§ PASSAGE GIVEN
——

At last, on June 6, the multinational search effort began to find evidence of the crash. The Brazilian military recovered bodies and debris floating approximately 40 miles north of the last automatic Aircraft Communications transmission. Over the next two weeks, search vessels retrieved 51 corpses from a stretch of ocean 150 miles wide, along with bits of wreckage—a section of the radome, a toilet compartment, part of a galley—that collectively added up to less than 5 percent of the aircraft. The largest single piece was the tail fin, marked with the distinctive blue and red stripes of the French national carrier.

The most important piece of the wreckage, however, remained missing. More than a month after the plane went down, despite the joint efforts of the French and U.S. navies, the black box still hadn’t been found. Given the huge search area, the ruggedness of the undersea terrain and the depth of the water (up to 15,000 feet), locating the recorder, let alone retrieving it, was proving to be an enormous task. Once the unit’s acoustic pinger passed its 30-day certified life span, the chances of recovering the black box became virtually nil.

——

§ LIST OF TASKS
1. In the account of the crash search, what was the largest single piece of wreckage recovered?
2. Pick up the account of the crash search after its final sentence and carry it forward.

§ SOURCE EXCERPT
——

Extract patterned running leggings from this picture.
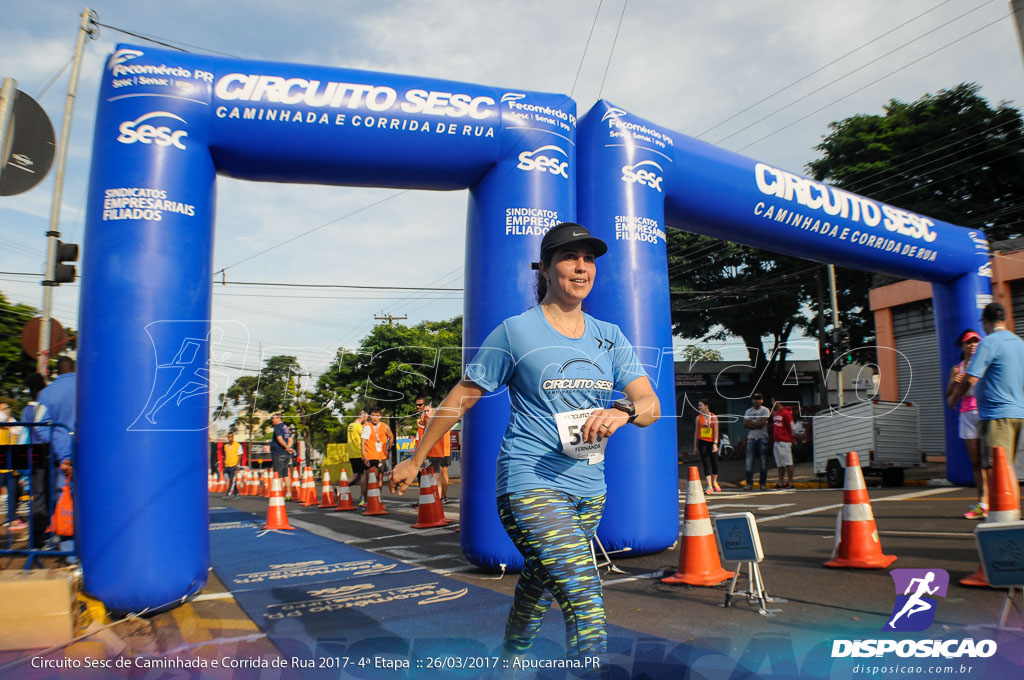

——

§ EXPECTED ANSWERS
1. The tail fin, which was marked with the blue and red stripes of the French national carrier.

2.
Without the box’s data, the only physical evidence of the airplane available to investigators was the mangled wreckage. From the way it had been deformed—in particular, the way the floor of the crew’s rest compartment had buckled upward—French investigators determined that the fuselage hit the water more or less intact, belly first, at a high rate of vertical speed. Added to the ACARS messages and the satellite weather data, the evidence began to conform to a possible scenario. By 10:45 pm, 10 minutes after the last radio transmission, the plane hit the first, small storm cell in the Intertropical Convergence Zone.

Fifteen minutes later, it hit a larger, fast-­growing system. And then, just before its last ACARS transmissions, the plane hit a whopper, a multicell storm whose roiling thermal energy rose more than 3 miles higher than AF 447’s altitude. Buffeted by turbulence, near the heart of a strong thunderstorm, the pitot tubes froze over. Lacking reliable speed indicators, the airplane’s computerized Flight Management System automatically disengaged the autopilot, forcing the co-pilots to fly the airplane manually.

Without autopilot, the pilots had no envelope protection restrictions, which are designed to keep the pilot from making control inputs that could overstress the aircraft. This is particularly dangerous for airliners at high altitudes. The thin air demands that airplanes fly faster to achieve lift, but they still must remain below speed limits. Flying too fast can create a phenomenon known as mach tuck, when supersonic shock waves along the wings shift the aircraft’s center of pressure aft and can make it pitch into an uncontrollable nose-dive. Flying too slow can cause a plane to stall. AF 447’s flight crew, disoriented in the storm, uncertain about their speed and buffeted by turbulence, could easily have taken the A330 outside its flight envelope.

“The fact that they didn’t transmit a mayday would seem to indicate that whatever happened to them happened quickly,” says William Waldock, a professor of safety science at Embry-Riddle Aeronautical University in Arizona. Without more data, this kind of scenario can never be verified completely. But the global aviation community has already taken steps to prevent another accident like AF 447.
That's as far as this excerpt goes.